» **OBIETTIVO DELL'ESERCIZIO**:
Filtra le righe riportate sotto e copia tutte quelle che contengono la stringa "stall".

▬▬▬▬▬▬

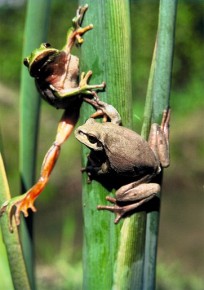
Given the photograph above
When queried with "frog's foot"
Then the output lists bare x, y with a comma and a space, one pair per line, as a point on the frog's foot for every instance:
165, 122
15, 206
120, 211
104, 110
77, 21
83, 84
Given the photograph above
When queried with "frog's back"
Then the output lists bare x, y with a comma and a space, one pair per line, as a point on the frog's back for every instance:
129, 153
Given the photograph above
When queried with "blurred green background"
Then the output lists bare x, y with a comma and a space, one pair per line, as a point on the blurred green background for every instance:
58, 223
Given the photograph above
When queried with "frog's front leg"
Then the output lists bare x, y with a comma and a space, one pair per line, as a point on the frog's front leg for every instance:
131, 193
83, 88
105, 110
23, 202
75, 33
159, 139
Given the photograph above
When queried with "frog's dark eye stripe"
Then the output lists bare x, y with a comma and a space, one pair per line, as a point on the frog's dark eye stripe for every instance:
92, 139
46, 45
26, 62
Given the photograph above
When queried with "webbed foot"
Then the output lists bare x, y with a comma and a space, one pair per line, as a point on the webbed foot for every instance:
121, 211
104, 110
85, 88
15, 206
77, 21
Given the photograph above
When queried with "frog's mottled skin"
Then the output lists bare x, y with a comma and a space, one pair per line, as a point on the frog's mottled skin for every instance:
56, 74
119, 151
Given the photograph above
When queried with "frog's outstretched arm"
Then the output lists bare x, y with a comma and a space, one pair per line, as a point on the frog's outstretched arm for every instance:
23, 202
75, 33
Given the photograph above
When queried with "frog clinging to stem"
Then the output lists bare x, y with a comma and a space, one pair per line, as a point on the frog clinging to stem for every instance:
119, 151
56, 73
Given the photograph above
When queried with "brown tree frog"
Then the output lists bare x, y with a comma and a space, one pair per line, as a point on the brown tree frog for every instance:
121, 152
56, 73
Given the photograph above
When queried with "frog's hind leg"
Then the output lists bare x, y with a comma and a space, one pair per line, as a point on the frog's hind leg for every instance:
159, 139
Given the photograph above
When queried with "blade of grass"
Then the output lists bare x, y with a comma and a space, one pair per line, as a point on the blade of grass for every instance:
157, 101
106, 51
35, 33
12, 243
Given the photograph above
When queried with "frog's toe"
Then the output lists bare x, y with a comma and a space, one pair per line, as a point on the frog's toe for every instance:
14, 207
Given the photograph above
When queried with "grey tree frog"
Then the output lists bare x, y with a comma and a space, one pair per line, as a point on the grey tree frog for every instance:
121, 152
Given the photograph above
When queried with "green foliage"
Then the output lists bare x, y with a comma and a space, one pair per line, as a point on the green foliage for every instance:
187, 97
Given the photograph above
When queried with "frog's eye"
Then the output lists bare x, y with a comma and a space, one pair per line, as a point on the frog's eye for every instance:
46, 45
92, 139
26, 62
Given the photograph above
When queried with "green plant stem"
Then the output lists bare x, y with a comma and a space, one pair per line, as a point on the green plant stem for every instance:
35, 33
157, 101
106, 51
12, 243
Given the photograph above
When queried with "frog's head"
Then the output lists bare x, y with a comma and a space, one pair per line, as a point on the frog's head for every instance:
40, 58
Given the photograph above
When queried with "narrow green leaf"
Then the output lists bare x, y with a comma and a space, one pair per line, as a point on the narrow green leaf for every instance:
106, 51
35, 33
157, 101
11, 240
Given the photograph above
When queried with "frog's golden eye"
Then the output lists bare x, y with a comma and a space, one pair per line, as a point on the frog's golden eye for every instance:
26, 62
92, 139
46, 45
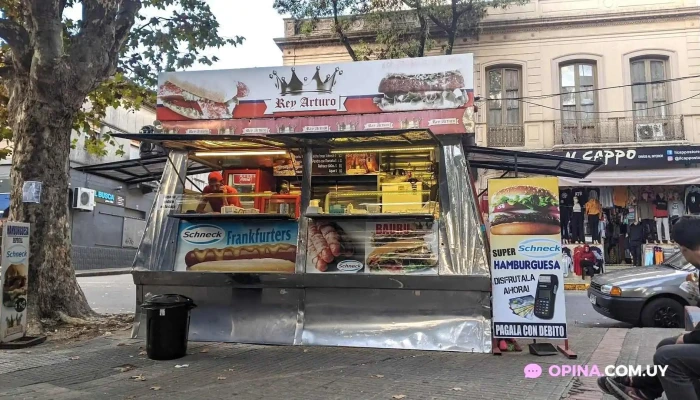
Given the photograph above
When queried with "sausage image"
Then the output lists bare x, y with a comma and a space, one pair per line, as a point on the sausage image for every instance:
281, 251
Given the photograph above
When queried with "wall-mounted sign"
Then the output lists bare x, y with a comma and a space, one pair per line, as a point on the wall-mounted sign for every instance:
368, 87
637, 157
328, 164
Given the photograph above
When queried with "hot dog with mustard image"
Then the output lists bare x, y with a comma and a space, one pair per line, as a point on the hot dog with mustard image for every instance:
250, 258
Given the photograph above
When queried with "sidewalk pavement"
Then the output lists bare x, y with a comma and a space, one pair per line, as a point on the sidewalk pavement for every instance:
105, 367
102, 272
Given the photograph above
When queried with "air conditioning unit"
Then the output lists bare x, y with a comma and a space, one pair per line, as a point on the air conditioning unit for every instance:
650, 132
83, 199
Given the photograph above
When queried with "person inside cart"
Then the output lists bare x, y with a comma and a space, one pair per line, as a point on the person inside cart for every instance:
218, 195
680, 355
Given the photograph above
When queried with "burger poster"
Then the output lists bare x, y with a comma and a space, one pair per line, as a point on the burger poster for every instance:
526, 260
391, 247
237, 247
15, 268
382, 86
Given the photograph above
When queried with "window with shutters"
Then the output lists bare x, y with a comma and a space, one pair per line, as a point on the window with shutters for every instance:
578, 103
504, 117
649, 100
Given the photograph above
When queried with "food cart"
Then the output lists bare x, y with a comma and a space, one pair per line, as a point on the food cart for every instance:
359, 225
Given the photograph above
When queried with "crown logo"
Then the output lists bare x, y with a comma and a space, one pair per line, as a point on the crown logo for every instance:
296, 87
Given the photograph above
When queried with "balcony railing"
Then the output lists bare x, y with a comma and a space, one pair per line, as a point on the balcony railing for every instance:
505, 136
619, 130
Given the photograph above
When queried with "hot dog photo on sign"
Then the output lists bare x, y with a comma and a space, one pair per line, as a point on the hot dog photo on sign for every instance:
524, 210
335, 247
238, 247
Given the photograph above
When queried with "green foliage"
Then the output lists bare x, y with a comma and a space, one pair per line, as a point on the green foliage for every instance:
403, 28
168, 35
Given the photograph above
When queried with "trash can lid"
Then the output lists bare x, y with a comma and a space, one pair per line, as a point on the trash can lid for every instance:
168, 300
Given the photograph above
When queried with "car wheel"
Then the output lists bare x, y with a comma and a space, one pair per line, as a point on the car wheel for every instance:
663, 313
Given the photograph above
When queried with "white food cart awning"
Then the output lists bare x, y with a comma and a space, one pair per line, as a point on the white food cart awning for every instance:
657, 177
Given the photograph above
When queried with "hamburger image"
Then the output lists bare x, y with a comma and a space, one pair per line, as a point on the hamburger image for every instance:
524, 210
201, 98
403, 256
404, 92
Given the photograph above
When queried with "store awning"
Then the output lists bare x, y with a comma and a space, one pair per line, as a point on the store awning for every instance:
526, 162
140, 170
327, 140
655, 177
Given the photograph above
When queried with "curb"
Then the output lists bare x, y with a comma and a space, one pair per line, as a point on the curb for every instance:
576, 286
102, 272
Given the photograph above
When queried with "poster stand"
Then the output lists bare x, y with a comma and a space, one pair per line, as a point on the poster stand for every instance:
14, 287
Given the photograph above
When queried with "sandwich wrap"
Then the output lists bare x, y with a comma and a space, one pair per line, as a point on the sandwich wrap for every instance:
402, 256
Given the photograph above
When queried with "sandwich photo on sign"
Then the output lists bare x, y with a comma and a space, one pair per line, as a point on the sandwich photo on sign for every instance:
524, 210
406, 92
406, 256
202, 99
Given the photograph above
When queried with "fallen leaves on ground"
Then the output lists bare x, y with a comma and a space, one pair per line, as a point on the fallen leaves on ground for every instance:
126, 367
68, 329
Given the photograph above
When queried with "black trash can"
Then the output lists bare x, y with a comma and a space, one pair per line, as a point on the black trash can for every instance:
167, 325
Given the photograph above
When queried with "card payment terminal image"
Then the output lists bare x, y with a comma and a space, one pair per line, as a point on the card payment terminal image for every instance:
545, 297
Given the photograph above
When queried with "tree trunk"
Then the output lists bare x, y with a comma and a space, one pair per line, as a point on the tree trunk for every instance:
42, 118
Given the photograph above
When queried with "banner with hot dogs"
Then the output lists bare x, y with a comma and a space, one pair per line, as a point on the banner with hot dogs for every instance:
377, 247
526, 258
221, 246
383, 86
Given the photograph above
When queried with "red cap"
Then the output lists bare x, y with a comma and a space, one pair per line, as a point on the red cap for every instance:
216, 175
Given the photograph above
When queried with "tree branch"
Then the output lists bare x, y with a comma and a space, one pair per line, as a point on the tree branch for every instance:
16, 37
47, 31
452, 33
339, 30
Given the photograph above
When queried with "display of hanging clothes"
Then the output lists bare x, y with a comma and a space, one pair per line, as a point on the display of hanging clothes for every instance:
600, 260
566, 205
606, 197
577, 260
577, 232
620, 196
648, 255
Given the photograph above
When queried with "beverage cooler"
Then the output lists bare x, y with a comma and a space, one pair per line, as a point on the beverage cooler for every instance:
250, 181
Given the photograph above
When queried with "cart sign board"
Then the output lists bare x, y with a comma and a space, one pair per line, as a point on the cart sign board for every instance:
15, 270
526, 259
384, 86
385, 247
237, 246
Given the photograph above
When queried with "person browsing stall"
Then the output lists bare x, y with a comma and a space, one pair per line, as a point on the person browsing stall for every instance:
218, 195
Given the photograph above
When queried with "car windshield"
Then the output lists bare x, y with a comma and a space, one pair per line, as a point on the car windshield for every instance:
677, 261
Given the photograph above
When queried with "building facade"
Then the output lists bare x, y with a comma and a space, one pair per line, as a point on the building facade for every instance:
107, 236
569, 66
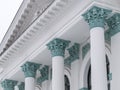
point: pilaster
(30, 68)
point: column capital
(29, 69)
(74, 51)
(58, 46)
(21, 86)
(8, 84)
(96, 16)
(114, 23)
(44, 74)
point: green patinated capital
(114, 24)
(8, 84)
(74, 51)
(85, 49)
(29, 69)
(58, 46)
(96, 16)
(21, 86)
(44, 74)
(84, 88)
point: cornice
(38, 26)
(30, 13)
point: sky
(8, 10)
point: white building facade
(62, 45)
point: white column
(75, 65)
(114, 25)
(96, 19)
(44, 77)
(58, 73)
(98, 62)
(57, 48)
(45, 85)
(29, 69)
(75, 74)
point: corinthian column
(75, 64)
(114, 25)
(96, 19)
(29, 69)
(57, 48)
(8, 84)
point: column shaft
(98, 62)
(58, 73)
(75, 74)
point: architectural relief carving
(114, 24)
(8, 84)
(96, 16)
(58, 46)
(30, 68)
(74, 52)
(44, 74)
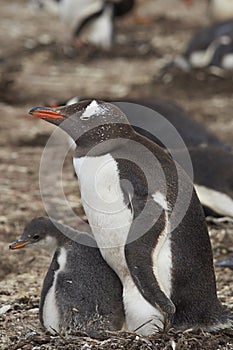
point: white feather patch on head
(93, 109)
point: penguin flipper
(139, 258)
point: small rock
(4, 309)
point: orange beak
(45, 113)
(18, 245)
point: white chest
(103, 202)
(51, 317)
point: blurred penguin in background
(89, 21)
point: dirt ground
(38, 65)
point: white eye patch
(92, 110)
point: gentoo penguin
(90, 21)
(193, 133)
(146, 219)
(210, 46)
(80, 290)
(225, 263)
(213, 178)
(212, 159)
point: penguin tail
(223, 321)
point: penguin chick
(225, 263)
(210, 46)
(79, 290)
(146, 218)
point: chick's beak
(18, 244)
(46, 113)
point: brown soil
(38, 65)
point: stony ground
(38, 65)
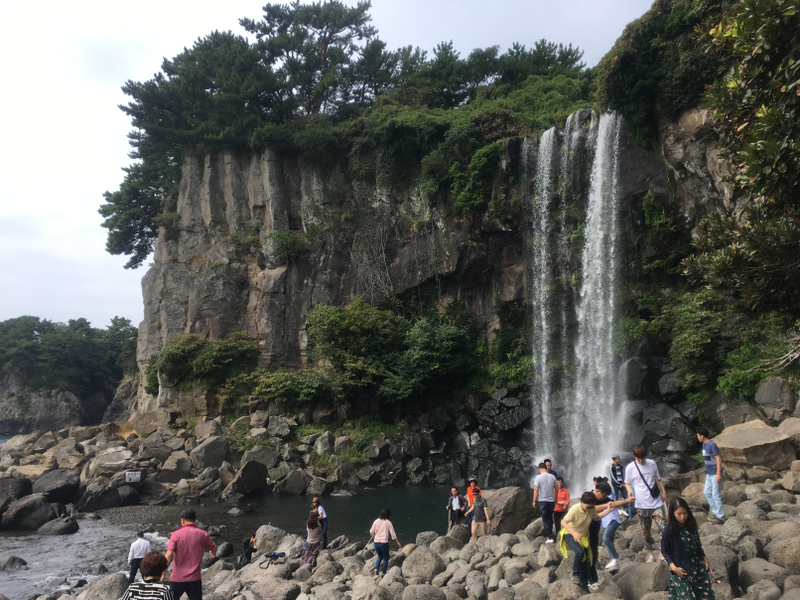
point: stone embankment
(754, 554)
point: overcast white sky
(63, 139)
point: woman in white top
(382, 530)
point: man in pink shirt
(186, 547)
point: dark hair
(189, 515)
(603, 488)
(153, 564)
(313, 519)
(672, 522)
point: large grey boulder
(60, 526)
(422, 563)
(210, 453)
(251, 477)
(262, 453)
(13, 488)
(111, 586)
(98, 497)
(510, 509)
(756, 569)
(755, 444)
(30, 512)
(177, 467)
(60, 485)
(640, 579)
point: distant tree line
(74, 356)
(310, 81)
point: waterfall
(576, 415)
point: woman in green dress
(680, 547)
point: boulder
(30, 512)
(422, 563)
(262, 453)
(510, 509)
(757, 569)
(13, 488)
(58, 486)
(97, 497)
(206, 429)
(423, 592)
(786, 553)
(251, 477)
(13, 563)
(61, 526)
(643, 578)
(295, 483)
(273, 588)
(211, 452)
(755, 444)
(177, 467)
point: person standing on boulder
(544, 492)
(135, 555)
(480, 512)
(456, 505)
(643, 483)
(185, 548)
(713, 462)
(323, 520)
(617, 473)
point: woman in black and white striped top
(154, 565)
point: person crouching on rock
(153, 566)
(457, 505)
(313, 539)
(480, 512)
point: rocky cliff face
(218, 271)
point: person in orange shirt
(473, 484)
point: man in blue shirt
(713, 463)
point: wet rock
(60, 485)
(62, 526)
(30, 512)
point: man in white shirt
(544, 493)
(135, 555)
(323, 520)
(642, 476)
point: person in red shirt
(186, 547)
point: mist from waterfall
(577, 414)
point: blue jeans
(580, 567)
(713, 496)
(621, 493)
(324, 524)
(608, 539)
(546, 510)
(382, 550)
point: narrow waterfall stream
(577, 411)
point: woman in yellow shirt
(575, 536)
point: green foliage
(757, 104)
(472, 189)
(658, 67)
(74, 357)
(290, 246)
(768, 349)
(194, 360)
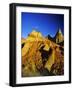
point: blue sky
(47, 24)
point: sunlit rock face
(41, 56)
(59, 36)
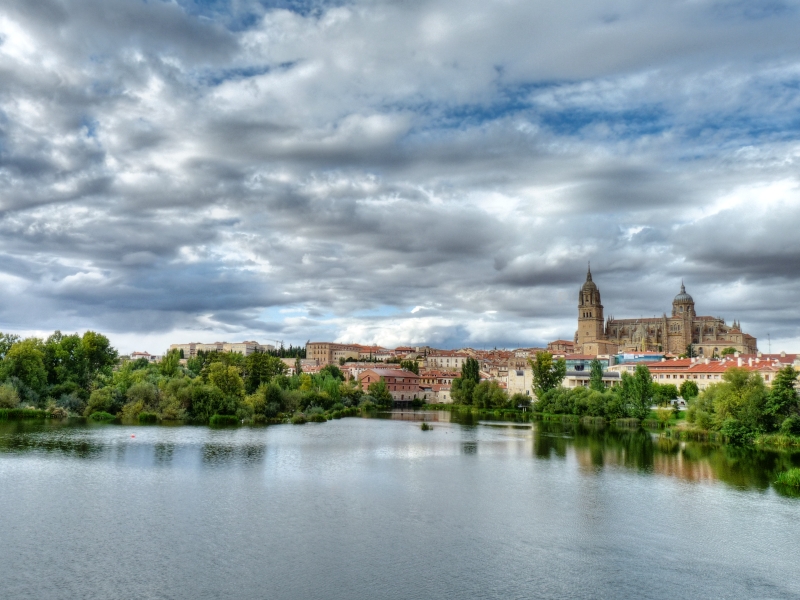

▬▬▬▬▬▬

» **RISPOSTA**:
When queried with "person browsing stall"
Then the output lists bare x, y with a comma and a space, one pair per line, as a point on the person browsing stall for every instance:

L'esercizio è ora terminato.